Anastasia Olegovna Udaltsova (, born 2 September 1978) is a Russian politician and member of the 8th State Duma.

Born in Cherkasy, Ukraine, Anastasia received Russian citizenship in 1998. Before moving to Moscow, she was briefly a member of the Communist Party of Ukraine. Then for two years she joined the Eduard Limonov's National Bolshevik Party. In 2000 Anastasia met Sergei Udaltsov, coordinator of the Vanguard of Red Youth, whom she married a year later. They have two sons.

After the Left Front was founded in 2008, Udaltsova became its press secretary. She took an active part in 2011 post-election rallies, and after Sergei Udaltsov was arrested in the Bolotnaya Square case, Anastasia acted as the coordinator of the Left Front.

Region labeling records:
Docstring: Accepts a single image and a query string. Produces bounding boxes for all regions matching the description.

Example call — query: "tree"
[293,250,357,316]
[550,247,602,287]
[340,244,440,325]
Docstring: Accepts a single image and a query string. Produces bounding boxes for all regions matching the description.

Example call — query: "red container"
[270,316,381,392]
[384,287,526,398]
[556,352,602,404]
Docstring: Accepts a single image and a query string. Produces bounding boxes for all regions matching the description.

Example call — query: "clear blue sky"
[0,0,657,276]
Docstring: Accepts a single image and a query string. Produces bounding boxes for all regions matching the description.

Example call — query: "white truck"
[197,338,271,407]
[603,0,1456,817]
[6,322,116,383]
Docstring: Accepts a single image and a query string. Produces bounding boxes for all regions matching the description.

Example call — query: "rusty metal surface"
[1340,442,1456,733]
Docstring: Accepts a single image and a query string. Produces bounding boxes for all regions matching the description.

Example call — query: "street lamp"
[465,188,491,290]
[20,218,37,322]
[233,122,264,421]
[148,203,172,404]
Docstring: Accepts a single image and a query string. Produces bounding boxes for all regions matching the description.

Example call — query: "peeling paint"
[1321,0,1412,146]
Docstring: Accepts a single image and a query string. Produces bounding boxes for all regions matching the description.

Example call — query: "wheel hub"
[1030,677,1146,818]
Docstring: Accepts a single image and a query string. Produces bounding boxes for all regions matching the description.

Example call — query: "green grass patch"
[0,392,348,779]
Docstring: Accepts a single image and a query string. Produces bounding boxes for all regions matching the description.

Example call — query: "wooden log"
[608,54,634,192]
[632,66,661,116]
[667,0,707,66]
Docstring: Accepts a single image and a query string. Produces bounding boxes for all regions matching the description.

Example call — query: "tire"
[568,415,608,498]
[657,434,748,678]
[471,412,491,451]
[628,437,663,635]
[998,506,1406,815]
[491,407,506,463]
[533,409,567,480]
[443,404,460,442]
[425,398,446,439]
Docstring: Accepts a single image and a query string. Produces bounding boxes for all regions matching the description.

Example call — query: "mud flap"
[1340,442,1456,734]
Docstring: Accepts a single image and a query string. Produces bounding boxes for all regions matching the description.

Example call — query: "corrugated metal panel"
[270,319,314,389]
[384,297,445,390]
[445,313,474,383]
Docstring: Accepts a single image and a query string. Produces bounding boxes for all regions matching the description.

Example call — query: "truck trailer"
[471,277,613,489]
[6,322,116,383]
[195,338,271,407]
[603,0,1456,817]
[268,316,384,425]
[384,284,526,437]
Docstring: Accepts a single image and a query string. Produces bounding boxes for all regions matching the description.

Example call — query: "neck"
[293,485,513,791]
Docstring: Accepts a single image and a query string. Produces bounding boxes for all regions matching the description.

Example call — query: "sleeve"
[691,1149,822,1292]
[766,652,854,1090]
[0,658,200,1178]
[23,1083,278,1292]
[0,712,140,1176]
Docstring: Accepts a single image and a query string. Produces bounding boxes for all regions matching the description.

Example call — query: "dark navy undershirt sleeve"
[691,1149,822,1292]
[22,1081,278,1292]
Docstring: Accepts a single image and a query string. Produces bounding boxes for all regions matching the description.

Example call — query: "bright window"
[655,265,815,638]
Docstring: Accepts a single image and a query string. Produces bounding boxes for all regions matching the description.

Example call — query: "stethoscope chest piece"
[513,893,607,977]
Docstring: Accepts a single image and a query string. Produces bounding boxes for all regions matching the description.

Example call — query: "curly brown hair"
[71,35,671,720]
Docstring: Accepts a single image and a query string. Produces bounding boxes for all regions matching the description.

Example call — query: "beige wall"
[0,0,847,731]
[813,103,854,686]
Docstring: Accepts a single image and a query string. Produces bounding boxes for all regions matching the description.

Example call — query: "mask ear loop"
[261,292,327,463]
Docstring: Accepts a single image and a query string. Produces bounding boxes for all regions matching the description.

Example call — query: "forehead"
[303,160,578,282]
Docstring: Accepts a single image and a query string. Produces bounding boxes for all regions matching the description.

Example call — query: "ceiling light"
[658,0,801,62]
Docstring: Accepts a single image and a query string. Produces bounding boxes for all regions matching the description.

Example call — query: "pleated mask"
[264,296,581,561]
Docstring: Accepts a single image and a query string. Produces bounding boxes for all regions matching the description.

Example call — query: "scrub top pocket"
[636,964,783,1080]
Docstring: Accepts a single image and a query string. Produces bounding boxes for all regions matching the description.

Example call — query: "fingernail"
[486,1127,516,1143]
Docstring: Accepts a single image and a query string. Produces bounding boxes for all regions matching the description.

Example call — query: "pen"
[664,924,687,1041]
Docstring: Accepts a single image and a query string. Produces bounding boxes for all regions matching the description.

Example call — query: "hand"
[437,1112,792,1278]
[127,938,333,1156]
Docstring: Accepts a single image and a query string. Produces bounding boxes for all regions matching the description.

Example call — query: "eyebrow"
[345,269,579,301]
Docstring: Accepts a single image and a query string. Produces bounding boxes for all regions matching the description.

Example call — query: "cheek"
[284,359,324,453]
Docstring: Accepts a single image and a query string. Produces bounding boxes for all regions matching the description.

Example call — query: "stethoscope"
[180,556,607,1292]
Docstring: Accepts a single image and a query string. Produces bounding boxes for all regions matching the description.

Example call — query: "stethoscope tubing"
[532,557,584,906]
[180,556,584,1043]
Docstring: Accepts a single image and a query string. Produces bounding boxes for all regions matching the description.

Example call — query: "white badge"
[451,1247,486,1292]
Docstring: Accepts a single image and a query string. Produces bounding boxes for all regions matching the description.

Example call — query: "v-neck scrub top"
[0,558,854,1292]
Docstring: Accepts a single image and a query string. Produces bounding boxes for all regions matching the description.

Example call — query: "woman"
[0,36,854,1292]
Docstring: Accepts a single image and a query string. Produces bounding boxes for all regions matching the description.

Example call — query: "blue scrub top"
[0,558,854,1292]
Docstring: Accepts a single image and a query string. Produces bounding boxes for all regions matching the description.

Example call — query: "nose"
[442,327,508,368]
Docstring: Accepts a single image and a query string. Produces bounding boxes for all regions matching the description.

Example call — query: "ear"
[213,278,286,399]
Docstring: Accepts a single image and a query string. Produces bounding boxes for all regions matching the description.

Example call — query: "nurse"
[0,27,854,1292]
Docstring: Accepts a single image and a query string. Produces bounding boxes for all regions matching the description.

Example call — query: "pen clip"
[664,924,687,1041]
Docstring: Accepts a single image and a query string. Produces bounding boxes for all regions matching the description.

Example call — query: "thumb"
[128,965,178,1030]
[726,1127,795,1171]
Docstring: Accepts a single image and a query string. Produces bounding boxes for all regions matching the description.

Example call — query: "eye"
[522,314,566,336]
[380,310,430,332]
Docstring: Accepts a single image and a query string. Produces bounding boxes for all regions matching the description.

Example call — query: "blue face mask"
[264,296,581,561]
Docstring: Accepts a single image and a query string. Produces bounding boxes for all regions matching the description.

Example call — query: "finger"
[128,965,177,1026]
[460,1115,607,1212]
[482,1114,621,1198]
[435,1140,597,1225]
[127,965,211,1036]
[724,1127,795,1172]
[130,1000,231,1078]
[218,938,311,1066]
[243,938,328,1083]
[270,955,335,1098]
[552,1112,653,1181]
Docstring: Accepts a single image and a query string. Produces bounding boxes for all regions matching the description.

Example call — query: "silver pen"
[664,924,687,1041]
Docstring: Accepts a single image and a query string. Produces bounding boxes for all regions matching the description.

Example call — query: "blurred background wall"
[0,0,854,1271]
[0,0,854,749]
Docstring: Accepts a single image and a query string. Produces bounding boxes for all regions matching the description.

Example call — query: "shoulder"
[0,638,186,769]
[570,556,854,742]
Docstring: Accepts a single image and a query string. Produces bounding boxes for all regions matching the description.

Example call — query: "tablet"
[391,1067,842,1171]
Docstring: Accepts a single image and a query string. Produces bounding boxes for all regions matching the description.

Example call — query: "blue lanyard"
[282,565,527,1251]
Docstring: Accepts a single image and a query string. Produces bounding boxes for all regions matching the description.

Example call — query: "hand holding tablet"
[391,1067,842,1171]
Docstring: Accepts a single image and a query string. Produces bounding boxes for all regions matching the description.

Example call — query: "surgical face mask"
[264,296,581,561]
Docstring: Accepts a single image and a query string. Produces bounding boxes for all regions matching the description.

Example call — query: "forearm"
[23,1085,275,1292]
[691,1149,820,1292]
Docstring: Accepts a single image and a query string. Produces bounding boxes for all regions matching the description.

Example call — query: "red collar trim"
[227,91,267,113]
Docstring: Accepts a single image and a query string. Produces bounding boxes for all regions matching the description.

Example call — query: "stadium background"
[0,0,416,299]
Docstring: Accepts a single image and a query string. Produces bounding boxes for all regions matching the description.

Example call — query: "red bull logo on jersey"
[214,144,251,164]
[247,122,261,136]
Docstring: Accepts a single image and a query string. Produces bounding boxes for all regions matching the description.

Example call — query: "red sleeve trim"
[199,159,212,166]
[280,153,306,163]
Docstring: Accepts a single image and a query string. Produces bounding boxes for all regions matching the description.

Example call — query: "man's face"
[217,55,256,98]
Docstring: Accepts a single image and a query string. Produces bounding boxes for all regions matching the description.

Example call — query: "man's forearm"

▸ **Task set**
1. For the biography of Anastasia Udaltsova, decide whether each statement agrees with the text. Answer yes or no for each, and quote the words from the text that decide it.
(a) She was born in Moscow.
(b) She received Russian citizenship in 1998.
(c) She served as press secretary of the Left Front.
2. Answer these questions from the biography of Anastasia Udaltsova:
(a) In what year did she meet Sergei Udaltsov?
(b) How many sons do they have?
(c) Which party did she belong to for two years?
3. Carry on the biography of Anastasia Udaltsova from its last sentence.

▸ **The answers**
1.
(a) No: "Born in Cherkasy, Ukraine"
(b) Yes: "Anastasia received Russian citizenship in 1998"
(c) Yes: "After the Left Front was founded in 2008, Udaltsova became its press secretary"

2.
(a) 2000
(b) Two
(c) Eduard Limonov's National Bolshevik Party

3.
Since 2013 she has been an assistant to the Communist State Duma member Valery Rashkin. In 2019, she ran for the Moscow City Duma in district 5, supported by Navalny's "Smart Voting". Udaltsova was narrowly defeated by pro-government candidate, TV presenter Roman Babayan.

In June 2021, she was nominated by the Communist Party for the 8th State Duma of Russia in the Nagatinsky constituency, her main rival was United Russia's Svetlana Razvorotneva. Leading in the three-day voting, Udaltsova lost election after the e-votes were talled and declared. The media also reported on massive abuse of early voting in favor of United Russia party.

On 2 June 2022, CPRF leader Gennady Zyuganov announced that Anastasia Udaltsova would be given the seat of Valery Rashkin, who was stripped of his parliamentary immunity.

Sanctions
In December 2022 the EU sanctioned Anastasia Udaltsova in relation to the 2022 Russian invasion of Ukraine.

References 

1978 births
Living people
Politicians from Cherkasy
Eighth convocation members of the State Duma (Russian Federation)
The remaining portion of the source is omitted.